By the end
of part one of The Omnivore’s Dilemma,
I was really, really sick and tired of reading the word CORN. A lot of what
Pollan writes in this chapter I already knew. Corn and soybeans make up pretty much
everything in the industrial food chain; most corn is genetically modified; farmers
can’t actually support themselves on what they grow; I knew all that already.
For as long as I can remember, my mom has been on my case to “eat healthy,” and
I’ve been taught about where food comes from. So while the history lessons in
the chapter are interesting, they are only interesting because I happen to like
history and he tells it like a story instead of a textbook.
However, I do like a lot of the
things Pollan says in the introduction of his book. I wish I could just make a
list of quotes that remind me of the lessons my parents taught me, but I won’t,
because that would be boring and I hate being boring. Pollan says “like the
hunter-gatherer picking a novel mushroom off the forest floor and consulting
his sense memory to determine its edibility, we pick up the package in the
supermarket and, no longer so confident of our senses, scrutinize the label, scratching
our heads over the meaning of phrases like “heart healthy,” “no trans fats,” “cage-free,”
or “range-fed.” What is “natural grill flavor” or TBHQ or xanthan gum? What is
all this stuff, anyway, and where in the world did it come from?” (Pollan 5). These
are exactly the same kinds of questions my mom taught me to ask. Being lactose intolerant for a portion of my life made me very careful about reading ingredient lists, a habit which I've kept despite the fact that I am no longer allergic to lactose. For example, what the hell
is potassium sorbate and why is it in my food? Why is the monetary success of companies more
important than the health of the people who depend on those companies for food?
It makes no sense, and I don’t like it when things don’t make sense.
Another quote I like from Pollan's introduction is: “Our
ingenuity in feeding ourselves is prodigious, but at various points our
technologies come into conflict with nature’s ways of doing things, as when we
seek to maximize efficiency by planting crops or raising animals in vast
monocultures. This is something nature never does, always and for good reasons
practicing diversity instead” (Pollan 9). The whole point of nature is to keep
everything in balance. It reminds me of that line in “The Matrix” when Mr.
Smith is talking to Morpheus about what the human race actually is. I believe
he calls it a virus, always growing and obliterating as it grows, forcing
itself to move elsewhere in order to find new things to feed off of. I wouldn’t
call humans a virus, necessarily, but I do think that humans have become
really, really bad at this whole balance thing.
On the same subject, Pollan says “By
replacing solar energy with fossil fuel, by raising millions of food animals in
close confinement, by feeding those animals foods they never evolved to eat,
and by feeding ourselves foods far more novel than we even realize, we are
taking risks with our health and the health of the natural world that are
unprecedented” (Pollan 10). I’m hoping he means “novel” in the sense that our
bodies don’t know what to do with all these foreign compounds we keep pumping
into them. If so, then he hit the nail on the head, because in my opinion that is what is contributing to the
national food crisis. Obesity, heart disease, any number of other fatal medical
conditions can be contributed at least in part to the food we eat, and there is
almost nothing the individual consumer can do to change that because they have
no power over how the food is made. It’s scary, I admit it. Thinking about how
many people there are out there who don’t know about the things that go into
their food and what it’s doing to them is terrifying. But I know at the same
time there’s only so much I can do.

######

## WORK ORDER A
In the reflection on The Omnivore's Dilemma, what condition made the writer careful about reading ingredient lists?
## WORK ORDER B
Echo the reflection on The Omnivore's Dilemma precisely, from "Another quote I" down to "whole balance thing.".

## THE DATA
######

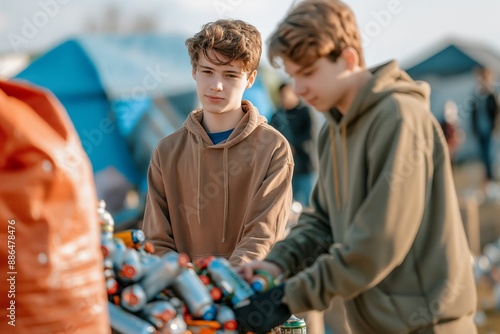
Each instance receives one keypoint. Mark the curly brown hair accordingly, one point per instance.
(315, 29)
(231, 40)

######

## RESPONSE BOX A
Being lactose intolerant for a portion of the writer's life.

## RESPONSE BOX B
Another quote I like from Pollan's introduction is: “Our
ingenuity in feeding ourselves is prodigious, but at various points our
technologies come into conflict with nature’s ways of doing things, as when we
seek to maximize efficiency by planting crops or raising animals in vast
monocultures. This is something nature never does, always and for good reasons
practicing diversity instead” (Pollan 9). The whole point of nature is to keep
everything in balance. It reminds me of that line in “The Matrix” when Mr.
Smith is talking to Morpheus about what the human race actually is. I believe
he calls it a virus, always growing and obliterating as it grows, forcing
itself to move elsewhere in order to find new things to feed off of. I wouldn’t
call humans a virus, necessarily, but I do think that humans have become
really, really bad at this whole balance thing.